### What you need to do
1 - Answer these questions from the passage about Bill Walton:
(a) How old was Walton when he died?
(b) In which arena did Walton play for the Blazers?
(c) How did Walton travel across Oregon?
2 - Pick up the passage about Bill Walton after its last sentence and continue it.

### Passage to read

Bill Walton, the 7-foot redhead who carried the Portland Trail Blazers to basketball nirvana in 1977 before the game broke his feet and his heart, died of cancer on Monday. He was 71.
Walton is one of the pivotal figures in Portland’s civic history. His exploits on the hardwood of Veterans Memorial Coliseum, culminating in the Blazers’ first and only NBA title, alone would ensure that place. It’s possible that this city never again felt a collective joy that matched the championship parade in 1977. But he was also such a distinctive character—he rode his bicycle across Oregon, enjoyed a vegetarian diet, and attended Grateful Dead shows at every opportunity—that he accelerated Portland’s graduation from a hidebound logging town into the refuge for outcasts that it became.

### Extracted entries
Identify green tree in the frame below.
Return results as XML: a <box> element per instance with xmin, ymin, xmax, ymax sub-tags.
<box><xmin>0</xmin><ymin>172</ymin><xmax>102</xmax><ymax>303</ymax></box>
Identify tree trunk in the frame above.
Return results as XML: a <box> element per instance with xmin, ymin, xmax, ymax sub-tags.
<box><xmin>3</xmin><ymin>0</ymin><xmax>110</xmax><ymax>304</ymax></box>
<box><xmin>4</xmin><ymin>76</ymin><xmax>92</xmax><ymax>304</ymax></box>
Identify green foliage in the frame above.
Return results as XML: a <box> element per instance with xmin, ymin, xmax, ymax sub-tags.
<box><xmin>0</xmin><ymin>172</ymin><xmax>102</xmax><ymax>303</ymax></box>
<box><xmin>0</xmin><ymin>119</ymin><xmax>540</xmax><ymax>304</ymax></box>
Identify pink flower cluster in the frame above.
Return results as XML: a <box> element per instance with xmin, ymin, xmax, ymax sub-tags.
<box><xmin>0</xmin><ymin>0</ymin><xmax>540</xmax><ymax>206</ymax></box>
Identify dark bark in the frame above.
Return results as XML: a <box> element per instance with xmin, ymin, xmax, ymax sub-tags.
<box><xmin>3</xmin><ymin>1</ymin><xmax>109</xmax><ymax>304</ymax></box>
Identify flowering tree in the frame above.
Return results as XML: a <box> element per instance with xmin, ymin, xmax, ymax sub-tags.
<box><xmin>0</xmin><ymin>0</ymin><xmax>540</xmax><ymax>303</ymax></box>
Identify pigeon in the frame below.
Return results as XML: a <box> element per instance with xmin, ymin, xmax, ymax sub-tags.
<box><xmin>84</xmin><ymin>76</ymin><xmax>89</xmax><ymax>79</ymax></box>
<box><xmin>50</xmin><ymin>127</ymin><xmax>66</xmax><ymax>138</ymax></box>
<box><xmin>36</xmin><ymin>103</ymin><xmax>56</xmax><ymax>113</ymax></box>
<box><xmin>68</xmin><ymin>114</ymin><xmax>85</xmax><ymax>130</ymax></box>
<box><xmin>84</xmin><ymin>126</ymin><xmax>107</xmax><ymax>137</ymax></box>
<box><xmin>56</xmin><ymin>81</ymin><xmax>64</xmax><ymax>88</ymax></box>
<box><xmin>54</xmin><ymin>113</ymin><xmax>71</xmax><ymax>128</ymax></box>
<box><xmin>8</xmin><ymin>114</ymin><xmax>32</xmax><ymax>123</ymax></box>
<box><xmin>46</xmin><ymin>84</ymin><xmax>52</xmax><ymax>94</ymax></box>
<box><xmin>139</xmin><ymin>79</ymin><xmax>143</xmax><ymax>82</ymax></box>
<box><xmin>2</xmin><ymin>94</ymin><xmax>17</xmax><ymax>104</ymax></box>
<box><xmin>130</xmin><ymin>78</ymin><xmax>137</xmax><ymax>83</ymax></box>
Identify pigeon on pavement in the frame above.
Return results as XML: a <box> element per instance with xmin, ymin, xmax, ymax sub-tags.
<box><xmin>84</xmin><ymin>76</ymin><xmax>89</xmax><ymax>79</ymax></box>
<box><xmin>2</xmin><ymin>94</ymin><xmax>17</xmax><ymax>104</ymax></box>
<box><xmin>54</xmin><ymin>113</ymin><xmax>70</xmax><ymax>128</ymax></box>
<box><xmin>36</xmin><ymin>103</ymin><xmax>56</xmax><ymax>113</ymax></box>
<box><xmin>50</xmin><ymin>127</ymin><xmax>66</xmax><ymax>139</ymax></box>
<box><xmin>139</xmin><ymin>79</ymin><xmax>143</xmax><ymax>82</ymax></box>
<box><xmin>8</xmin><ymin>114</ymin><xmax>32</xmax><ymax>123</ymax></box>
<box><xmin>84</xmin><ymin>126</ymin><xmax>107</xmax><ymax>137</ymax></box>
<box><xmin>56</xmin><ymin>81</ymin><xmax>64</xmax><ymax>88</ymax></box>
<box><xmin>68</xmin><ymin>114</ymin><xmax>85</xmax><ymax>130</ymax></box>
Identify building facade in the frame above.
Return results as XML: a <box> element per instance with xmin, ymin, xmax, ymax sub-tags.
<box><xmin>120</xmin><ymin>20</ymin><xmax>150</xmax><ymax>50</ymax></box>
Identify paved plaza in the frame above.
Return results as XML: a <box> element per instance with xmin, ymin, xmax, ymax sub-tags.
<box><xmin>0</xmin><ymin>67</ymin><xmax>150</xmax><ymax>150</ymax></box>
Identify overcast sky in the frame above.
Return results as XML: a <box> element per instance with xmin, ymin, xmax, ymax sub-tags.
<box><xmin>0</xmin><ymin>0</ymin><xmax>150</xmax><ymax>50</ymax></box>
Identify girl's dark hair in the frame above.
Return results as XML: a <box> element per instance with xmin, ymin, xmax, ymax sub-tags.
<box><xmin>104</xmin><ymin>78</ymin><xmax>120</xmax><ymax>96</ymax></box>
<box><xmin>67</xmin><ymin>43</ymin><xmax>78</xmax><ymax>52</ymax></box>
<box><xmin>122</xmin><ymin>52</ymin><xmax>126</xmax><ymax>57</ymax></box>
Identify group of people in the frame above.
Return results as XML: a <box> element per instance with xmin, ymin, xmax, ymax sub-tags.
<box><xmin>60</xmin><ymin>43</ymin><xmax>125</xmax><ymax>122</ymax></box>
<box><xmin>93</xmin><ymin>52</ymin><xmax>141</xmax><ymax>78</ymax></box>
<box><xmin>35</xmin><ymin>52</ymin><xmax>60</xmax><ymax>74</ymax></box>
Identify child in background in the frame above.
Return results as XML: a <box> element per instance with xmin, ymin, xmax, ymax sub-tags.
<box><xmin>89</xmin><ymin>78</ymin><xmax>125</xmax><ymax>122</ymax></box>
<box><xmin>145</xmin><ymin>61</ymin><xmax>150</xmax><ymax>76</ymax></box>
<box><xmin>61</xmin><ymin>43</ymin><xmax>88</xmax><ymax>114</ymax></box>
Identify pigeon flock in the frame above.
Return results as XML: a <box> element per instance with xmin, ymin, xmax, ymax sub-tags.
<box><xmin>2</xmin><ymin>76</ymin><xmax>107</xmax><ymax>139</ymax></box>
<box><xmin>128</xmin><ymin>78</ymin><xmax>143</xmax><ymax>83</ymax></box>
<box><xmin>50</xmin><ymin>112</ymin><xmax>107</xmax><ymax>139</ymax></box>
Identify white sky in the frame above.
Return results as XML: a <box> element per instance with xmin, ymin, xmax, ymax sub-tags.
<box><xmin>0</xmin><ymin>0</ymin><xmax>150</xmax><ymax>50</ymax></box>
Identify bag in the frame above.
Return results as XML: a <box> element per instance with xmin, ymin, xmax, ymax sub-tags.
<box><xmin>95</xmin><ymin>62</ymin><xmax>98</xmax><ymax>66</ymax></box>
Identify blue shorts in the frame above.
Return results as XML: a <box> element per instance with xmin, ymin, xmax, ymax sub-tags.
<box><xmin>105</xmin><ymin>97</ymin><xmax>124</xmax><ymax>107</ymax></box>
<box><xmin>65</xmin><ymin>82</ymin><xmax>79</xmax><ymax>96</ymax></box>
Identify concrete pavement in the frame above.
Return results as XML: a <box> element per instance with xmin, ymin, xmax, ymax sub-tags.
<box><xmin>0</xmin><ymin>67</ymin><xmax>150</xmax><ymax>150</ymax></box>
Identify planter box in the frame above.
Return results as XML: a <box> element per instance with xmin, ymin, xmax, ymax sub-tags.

### Answers to each task
1 -
(a) He was 71.
(b) Veterans Memorial Coliseum.
(c) He rode his bicycle.

2 -
If Walton pioneered what would become a common Oregon type—the newcomer as catalyst—it wasn’t without pain. The bones in his feet shattered as the Blazers sought a second championship; he and his agents blamed team doctors for pushing painkilling injections. He demanded a trade—in that way, too, he charted the path Clyde Drexler and Damian Lillard would eventually follow. If Portland’s relationship with Walton felt like a moody, youthful romance, that was because just as the city fell in love with him, he wanted out.
But he returned from time to time: announcing ballgames in his hilariously garrulous style, reminiscing in postgame tributes in the Rose Garden that lasted longer than any paying attendees expected, even stumping for a tax measure to aid homeless people in 2020. There was a widespread feeling that Walton and Portland had chosen to forget the ugly incidents of their breakup, because they reminded each other too much of when they were young.